> WHAT TO WORK ON: State how many lines of the material below contain the string "black". Give only the number.

> RECORDS FOR THIS TASK:
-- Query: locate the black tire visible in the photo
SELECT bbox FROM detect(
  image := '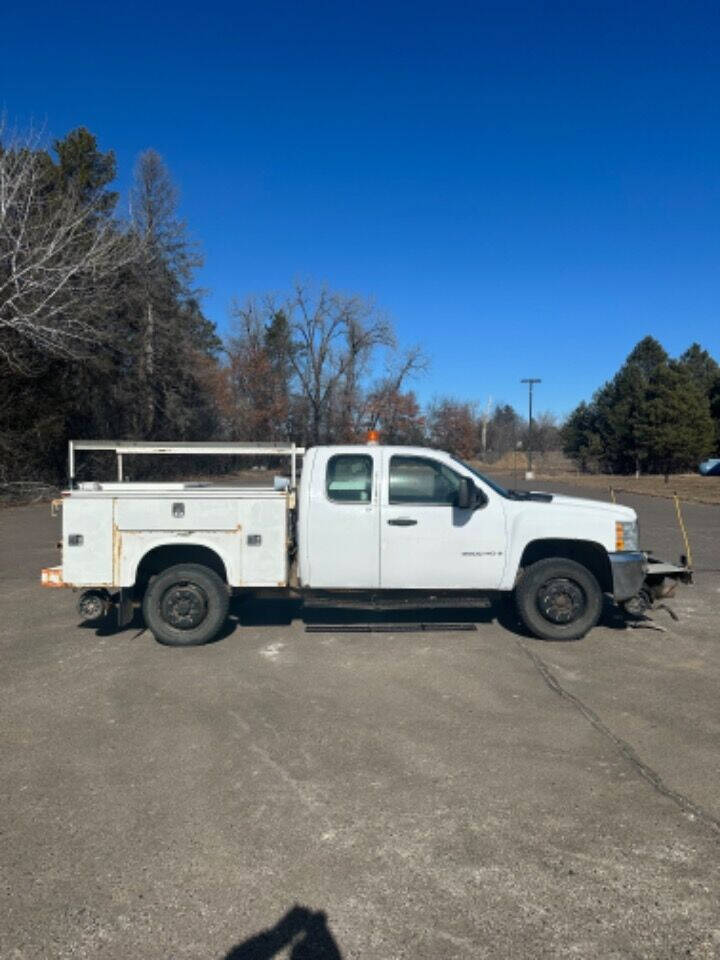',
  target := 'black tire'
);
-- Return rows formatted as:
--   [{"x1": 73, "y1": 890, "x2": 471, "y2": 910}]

> WRITTEN SOLUTION: 2